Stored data
· · · ·

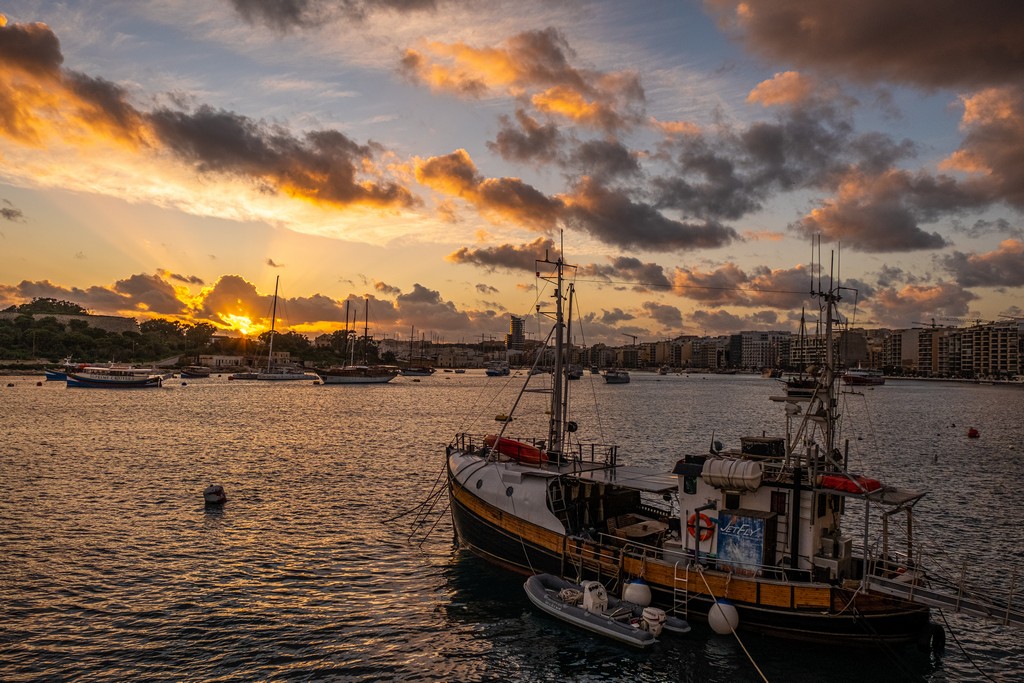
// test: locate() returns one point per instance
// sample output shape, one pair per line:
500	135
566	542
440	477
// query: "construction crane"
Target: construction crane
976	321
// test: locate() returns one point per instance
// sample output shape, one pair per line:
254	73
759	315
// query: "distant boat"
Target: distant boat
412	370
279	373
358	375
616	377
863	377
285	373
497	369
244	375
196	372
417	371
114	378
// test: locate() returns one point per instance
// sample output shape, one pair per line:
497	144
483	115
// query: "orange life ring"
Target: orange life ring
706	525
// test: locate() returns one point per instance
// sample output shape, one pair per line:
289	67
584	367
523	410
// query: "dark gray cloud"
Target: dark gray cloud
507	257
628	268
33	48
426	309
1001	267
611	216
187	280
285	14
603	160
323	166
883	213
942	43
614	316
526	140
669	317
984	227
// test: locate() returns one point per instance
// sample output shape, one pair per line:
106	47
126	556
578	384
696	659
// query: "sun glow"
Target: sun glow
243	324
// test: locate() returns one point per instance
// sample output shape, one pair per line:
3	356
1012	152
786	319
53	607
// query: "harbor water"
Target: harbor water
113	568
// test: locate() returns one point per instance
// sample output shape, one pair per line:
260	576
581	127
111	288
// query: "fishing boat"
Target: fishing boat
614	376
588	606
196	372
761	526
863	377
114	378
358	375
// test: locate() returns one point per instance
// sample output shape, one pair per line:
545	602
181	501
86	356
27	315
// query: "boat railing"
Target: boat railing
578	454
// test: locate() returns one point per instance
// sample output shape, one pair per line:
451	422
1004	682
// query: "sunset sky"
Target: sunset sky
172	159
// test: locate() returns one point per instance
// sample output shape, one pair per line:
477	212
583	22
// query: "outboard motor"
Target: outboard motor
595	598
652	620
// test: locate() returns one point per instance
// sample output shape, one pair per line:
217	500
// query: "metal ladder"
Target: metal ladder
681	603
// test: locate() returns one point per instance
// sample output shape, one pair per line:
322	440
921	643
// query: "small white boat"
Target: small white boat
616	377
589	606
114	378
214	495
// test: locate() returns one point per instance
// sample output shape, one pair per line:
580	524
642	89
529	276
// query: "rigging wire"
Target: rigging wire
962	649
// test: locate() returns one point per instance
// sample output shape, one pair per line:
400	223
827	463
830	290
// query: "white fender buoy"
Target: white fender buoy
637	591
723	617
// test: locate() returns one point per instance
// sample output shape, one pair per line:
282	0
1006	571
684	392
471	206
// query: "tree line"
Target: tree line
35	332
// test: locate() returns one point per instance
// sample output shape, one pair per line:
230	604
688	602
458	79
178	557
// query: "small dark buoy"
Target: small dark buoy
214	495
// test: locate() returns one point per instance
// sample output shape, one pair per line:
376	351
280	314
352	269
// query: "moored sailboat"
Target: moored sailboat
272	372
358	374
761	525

· · · ·

» EXERCISE: Set down each entry above word for word, without its pictures.

» RESULT FOR THIS EXERCISE:
// test: locate() returns one point per instance
// sample output shape, one pair per line:
500	135
566	542
440	477
// query: "construction crane"
Target: construction crane
976	321
// test: locate() returns one point per instance
// sample output shape, one pair per line:
254	73
759	315
// query: "distant boat"
Target: distant boat
412	370
279	373
358	375
616	377
863	377
285	373
497	369
244	375
196	372
417	371
114	378
// test: locate() returns one point per instance
// sample output shape, one pair per line:
497	144
483	115
// query: "orange life ring"
Target: orange life ring
706	525
// test: locate() returns one point per instance
// sample output shape, one pair per line:
289	67
584	367
523	410
// query: "dark gray cloud"
Target: dark gray cloud
507	257
628	268
33	48
426	309
1001	267
611	216
187	280
285	14
603	160
323	166
883	213
942	43
614	316
526	140
669	317
984	227
// test: locate() returns one point per instance
// sample output shape, one pair per line:
106	47
126	556
578	384
696	659
// query: "sun glow"
Target: sun glow
243	324
// test: locate() returns one point per instance
// sample output shape, one pair per line:
3	356
1012	152
786	319
53	607
// query: "harbor water"
Target: harbor water
113	568
// test: locate() returns one point per instance
// sample output shape, one pair per line:
260	576
581	127
111	288
// query: "fishing boat"
Target: fishing boat
614	376
588	606
196	372
761	526
863	377
114	378
358	375
// test: locate() returns one point per instance
// sample output shape, one pair per line:
545	602
181	501
86	356
27	315
// query: "boat railing"
Target: boat railing
578	454
// test: locate() returns one point per instance
// sample output shape, one pair per line:
451	422
1004	682
// query: "sunset sky"
Target: sunset sky
172	159
// test: locate() returns one point per instance
// sample output shape, one pair per line:
477	212
583	22
// query: "outboard motor"
Target: outboard motor
595	598
652	620
// test: locate() returns one point per instance
// sample output shape, one pair per line:
217	500
// query: "metal ladder"
Target: metal ladder
681	603
// test: locate() returns one point per instance
// sample output shape, one pair per line:
322	440
921	643
// query: "small white boat"
Target: small white boat
616	377
589	606
114	378
214	495
// test: locate() returns one point per instance
// sample output shape, one pair per line:
580	524
642	89
529	276
// query: "rigging wire"
Target: rigging wire
962	649
// test: locate() returns one point per instance
// sample output shape, one pair per line:
400	223
827	463
830	290
// query: "white fender buoy"
Target: white fender buoy
637	591
723	617
// test: locate() returns one point per instance
// sample output shape, one pair per line:
282	0
1006	571
684	392
471	206
// query: "tree line"
Target: tree line
35	332
// test: locate() returns one point per instance
// sample output shape, one pair per line:
230	604
688	602
458	79
178	557
// query: "small dark buoy"
Target: small dark buoy
214	495
// test: locate() returns one point per instance
// sample output shape, one pair per line:
376	351
280	314
352	269
// query: "moored sailboat"
Target: moored sailboat
272	372
358	374
761	525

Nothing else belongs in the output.